In the lines from the one containing "- **Locate**: the bus front wheel" up to and including the one containing "xmin=141 ymin=26 xmax=271 ymax=167", swap every "Locate" for "Find". Write those lines out again with nothing else changed.

[Object detection data]

# # #

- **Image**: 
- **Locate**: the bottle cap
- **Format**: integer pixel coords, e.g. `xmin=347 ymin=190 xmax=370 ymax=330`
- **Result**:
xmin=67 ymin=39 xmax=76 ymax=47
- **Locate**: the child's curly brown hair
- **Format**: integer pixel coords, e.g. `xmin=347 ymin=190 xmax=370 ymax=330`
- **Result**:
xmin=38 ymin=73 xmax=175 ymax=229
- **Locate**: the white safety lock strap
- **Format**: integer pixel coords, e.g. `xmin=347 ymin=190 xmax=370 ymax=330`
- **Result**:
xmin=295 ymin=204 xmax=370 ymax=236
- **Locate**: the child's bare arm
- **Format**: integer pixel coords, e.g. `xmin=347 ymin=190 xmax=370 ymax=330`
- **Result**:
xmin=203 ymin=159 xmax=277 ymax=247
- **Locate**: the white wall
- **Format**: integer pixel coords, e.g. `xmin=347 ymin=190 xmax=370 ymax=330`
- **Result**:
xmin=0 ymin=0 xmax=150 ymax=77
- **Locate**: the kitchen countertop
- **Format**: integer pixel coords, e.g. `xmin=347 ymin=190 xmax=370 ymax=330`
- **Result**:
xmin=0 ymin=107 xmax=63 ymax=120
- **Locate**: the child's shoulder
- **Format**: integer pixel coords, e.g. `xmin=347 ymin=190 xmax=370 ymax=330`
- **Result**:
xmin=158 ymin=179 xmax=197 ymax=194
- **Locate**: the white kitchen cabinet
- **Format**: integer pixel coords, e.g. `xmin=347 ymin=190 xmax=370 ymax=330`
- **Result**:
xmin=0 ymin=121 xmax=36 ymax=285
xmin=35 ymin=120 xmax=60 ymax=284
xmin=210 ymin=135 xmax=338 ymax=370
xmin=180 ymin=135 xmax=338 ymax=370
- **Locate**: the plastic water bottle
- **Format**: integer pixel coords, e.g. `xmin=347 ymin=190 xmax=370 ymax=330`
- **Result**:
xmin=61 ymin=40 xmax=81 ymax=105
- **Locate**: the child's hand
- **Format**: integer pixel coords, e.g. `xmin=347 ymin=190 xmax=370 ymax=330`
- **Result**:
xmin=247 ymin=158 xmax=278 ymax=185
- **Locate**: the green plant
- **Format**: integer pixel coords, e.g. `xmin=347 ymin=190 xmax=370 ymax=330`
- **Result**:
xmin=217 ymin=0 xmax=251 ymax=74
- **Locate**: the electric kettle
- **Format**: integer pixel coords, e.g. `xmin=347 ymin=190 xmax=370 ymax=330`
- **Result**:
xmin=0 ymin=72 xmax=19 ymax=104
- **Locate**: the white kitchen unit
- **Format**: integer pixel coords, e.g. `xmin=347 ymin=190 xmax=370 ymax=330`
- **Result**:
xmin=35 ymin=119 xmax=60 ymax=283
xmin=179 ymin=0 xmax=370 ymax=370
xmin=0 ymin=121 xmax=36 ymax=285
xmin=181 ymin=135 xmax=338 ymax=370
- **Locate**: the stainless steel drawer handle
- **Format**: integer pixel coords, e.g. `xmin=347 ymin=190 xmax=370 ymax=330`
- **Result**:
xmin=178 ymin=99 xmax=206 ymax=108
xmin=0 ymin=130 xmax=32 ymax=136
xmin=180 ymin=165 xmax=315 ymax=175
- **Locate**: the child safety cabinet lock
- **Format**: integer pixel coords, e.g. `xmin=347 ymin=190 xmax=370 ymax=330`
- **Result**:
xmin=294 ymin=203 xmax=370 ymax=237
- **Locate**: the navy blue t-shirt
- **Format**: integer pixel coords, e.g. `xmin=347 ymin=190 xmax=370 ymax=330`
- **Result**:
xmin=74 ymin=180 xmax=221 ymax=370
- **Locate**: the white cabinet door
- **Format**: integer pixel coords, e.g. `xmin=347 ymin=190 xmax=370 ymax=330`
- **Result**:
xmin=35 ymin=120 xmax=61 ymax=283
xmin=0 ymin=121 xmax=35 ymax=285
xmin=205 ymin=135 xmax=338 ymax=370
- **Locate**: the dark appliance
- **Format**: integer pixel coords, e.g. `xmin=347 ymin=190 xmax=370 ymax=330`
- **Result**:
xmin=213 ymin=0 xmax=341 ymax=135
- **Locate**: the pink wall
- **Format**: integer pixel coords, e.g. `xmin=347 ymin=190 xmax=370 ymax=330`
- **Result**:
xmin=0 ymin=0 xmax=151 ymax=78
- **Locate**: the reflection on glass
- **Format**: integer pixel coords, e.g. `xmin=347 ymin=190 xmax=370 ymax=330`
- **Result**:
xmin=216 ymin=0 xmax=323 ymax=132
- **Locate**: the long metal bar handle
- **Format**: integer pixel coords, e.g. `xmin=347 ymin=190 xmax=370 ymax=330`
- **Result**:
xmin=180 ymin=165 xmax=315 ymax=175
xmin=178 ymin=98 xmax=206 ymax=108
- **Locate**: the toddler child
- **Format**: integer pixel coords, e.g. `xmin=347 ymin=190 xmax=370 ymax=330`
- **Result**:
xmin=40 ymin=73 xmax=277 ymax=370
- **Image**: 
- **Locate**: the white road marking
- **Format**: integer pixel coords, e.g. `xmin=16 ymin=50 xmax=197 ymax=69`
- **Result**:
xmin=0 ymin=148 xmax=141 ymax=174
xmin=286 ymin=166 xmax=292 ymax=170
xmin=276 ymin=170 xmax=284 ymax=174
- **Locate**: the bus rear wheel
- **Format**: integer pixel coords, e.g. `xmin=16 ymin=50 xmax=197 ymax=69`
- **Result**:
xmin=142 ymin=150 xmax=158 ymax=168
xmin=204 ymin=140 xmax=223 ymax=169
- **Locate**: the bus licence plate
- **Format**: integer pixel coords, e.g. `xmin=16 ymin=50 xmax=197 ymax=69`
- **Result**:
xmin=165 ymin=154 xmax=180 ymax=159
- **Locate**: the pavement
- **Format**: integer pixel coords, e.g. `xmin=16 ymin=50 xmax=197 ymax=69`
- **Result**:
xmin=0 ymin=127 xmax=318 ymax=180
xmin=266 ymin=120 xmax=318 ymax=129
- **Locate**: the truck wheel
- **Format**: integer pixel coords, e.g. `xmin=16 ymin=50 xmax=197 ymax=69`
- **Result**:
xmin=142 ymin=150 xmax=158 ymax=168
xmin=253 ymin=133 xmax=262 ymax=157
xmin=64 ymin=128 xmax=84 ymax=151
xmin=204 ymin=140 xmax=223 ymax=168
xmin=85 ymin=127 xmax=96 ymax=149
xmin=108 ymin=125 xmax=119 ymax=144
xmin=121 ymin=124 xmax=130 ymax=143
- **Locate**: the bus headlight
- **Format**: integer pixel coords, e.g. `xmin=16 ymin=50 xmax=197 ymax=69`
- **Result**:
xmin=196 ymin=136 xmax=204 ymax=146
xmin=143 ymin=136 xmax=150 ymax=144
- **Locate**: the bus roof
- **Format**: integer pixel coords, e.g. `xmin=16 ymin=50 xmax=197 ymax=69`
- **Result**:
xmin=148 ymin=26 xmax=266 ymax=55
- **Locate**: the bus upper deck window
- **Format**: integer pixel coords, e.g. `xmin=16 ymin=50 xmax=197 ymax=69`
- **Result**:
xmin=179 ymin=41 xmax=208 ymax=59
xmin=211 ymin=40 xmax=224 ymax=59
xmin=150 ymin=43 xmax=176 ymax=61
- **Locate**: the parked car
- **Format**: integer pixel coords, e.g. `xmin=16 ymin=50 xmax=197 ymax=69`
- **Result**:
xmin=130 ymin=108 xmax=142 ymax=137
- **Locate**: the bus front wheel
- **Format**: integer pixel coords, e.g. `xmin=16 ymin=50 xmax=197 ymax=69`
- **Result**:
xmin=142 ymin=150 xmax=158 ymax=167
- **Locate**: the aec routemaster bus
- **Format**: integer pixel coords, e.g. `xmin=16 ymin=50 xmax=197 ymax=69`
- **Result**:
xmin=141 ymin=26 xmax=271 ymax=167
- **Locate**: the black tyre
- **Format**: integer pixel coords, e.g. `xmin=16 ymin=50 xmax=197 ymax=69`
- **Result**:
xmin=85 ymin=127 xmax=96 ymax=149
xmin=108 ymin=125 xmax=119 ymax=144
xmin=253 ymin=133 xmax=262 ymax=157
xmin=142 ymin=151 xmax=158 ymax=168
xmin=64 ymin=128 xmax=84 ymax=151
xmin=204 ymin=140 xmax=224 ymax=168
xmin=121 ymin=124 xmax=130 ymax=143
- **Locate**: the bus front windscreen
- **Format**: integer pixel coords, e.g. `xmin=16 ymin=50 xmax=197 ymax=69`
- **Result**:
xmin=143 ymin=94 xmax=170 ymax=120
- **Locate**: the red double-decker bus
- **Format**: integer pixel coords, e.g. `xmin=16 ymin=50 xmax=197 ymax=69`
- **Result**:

# # #

## OUTPUT
- **Find**: the bus front wheel
- **Format**: integer pixel coords, e.g. `xmin=16 ymin=50 xmax=197 ymax=69`
- **Result**:
xmin=142 ymin=150 xmax=158 ymax=167
- **Find**: the aec routemaster bus
- **Format**: integer pixel coords, e.g. `xmin=16 ymin=50 xmax=197 ymax=69`
- **Result**:
xmin=141 ymin=26 xmax=271 ymax=167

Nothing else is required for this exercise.